(Task list)
A – Quote the article about Facebook's exposed user data word for word, starting with "The scraped information" and going on through "according to experts.".
B – Please extend the article about Facebook's exposed user data, picking up right after its final sentence.

(Excerpt)
===============
Facebook has not notified the more-than 530m users whose details were exposed on a hacker forum in 2019 and has no plans to do so, according to company representatives.
Business Insider reported last week that phone numbers and other details from Facebook user profiles were available in a public database. The social media company acknowledged in a blogpost on Tuesday that “malicious actors” had obtained the data prior to September 2019 by “scraping” profiles using a vulnerability in the platform’s tool for syncing contacts. Facebook has said it plugged the hole after identifying the problem at the time.
But a Facebook spokesperson said on Wednesday that the company would not be notifying users affected by the hack and that it was not confident it had full visibility on which users would need to be alerted. He said the company also took into account that users could not fix the issue and that the hacked data was publicly available.
The scraped information did not include financial information, health information or passwords, Facebook said. However, the collated data could provide valuable information for hacks or other abuses, according to experts.
Much of the stolen data – including phone numbers and birth dates – is not often changed or in some cases impossible to change. That means those details are still likely attached to active users, said Ivan Righi, a cyber threat intelligence analyst at San Francisco-based digital security firm Digital Shadows.
===============
[Data records]
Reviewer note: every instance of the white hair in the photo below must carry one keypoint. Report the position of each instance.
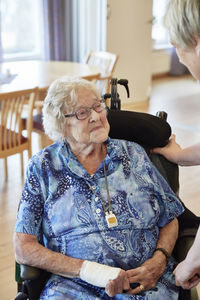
(182, 20)
(61, 99)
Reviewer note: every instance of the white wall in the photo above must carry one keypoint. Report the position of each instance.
(129, 36)
(160, 62)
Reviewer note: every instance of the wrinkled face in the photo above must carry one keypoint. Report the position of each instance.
(191, 59)
(94, 129)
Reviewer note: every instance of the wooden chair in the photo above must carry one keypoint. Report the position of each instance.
(44, 141)
(106, 62)
(12, 107)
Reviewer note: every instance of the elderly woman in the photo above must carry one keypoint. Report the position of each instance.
(94, 211)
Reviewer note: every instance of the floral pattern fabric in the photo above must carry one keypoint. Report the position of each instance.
(62, 204)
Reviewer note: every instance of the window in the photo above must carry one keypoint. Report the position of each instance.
(159, 32)
(21, 29)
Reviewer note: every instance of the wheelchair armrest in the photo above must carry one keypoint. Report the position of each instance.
(29, 272)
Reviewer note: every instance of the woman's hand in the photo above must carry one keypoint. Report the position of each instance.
(147, 274)
(185, 276)
(118, 285)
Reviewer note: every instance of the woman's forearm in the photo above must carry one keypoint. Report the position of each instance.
(189, 156)
(193, 257)
(30, 252)
(167, 238)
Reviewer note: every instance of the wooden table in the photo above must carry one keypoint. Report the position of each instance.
(42, 73)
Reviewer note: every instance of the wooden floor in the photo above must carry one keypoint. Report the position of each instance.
(179, 97)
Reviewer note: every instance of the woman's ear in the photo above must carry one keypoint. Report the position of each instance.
(197, 48)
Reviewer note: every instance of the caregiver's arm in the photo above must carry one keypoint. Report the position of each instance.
(151, 270)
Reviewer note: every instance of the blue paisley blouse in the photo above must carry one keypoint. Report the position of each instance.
(62, 204)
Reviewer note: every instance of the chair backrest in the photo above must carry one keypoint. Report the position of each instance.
(12, 107)
(106, 62)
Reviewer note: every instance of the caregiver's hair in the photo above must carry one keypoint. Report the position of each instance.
(182, 20)
(60, 100)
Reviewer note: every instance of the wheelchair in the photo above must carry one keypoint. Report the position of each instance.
(149, 131)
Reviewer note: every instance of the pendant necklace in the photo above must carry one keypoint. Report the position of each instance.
(109, 215)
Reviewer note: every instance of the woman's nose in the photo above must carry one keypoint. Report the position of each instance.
(94, 116)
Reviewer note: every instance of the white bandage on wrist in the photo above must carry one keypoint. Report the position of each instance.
(98, 274)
===============
(Results in order)
A –
The scraped information did not include financial information, health information or passwords, Facebook said. However, the collated data could provide valuable information for hacks or other abuses, according to experts.

B –
“Cybercriminals can use information such as phone numbers, emails and full names to launch targeted social engineering attacks,” he said. “As most users are still working from home due to the pandemic, these attacks could be effective if personalized to target victims, like sending text messages impersonating companies or banks to users.”
Facebook, which has long been under scrutiny over how it handles user privacy, in 2019 reached a landmark settlement with the US Federal Trade Commission over its investigation into allegations the company misused user data. That settlement requires Facebook to report details about unauthorized access to data on 500 or more users within 30 days of confirming an incident.
Ireland’s Data Protection Commission, the European Union’s lead regulator for Facebook, said on Tuesday it had contacted the company about the data leak. It said it received “no proactive communication from Facebook” but was now in contact.
The Facebook spokesperson declined to comment on the company’s conversations with regulators but said it was in contact to answer their questions.
The breach revealed last week renews security and privacy concerns stemming from Facebook’s dominance in the tech industry, as the social media giant frequently refuses to “open its walled garden or permit accountability research into its policies”, said Cory Doctorow of digital rights group the Electronic Frontier Foundation.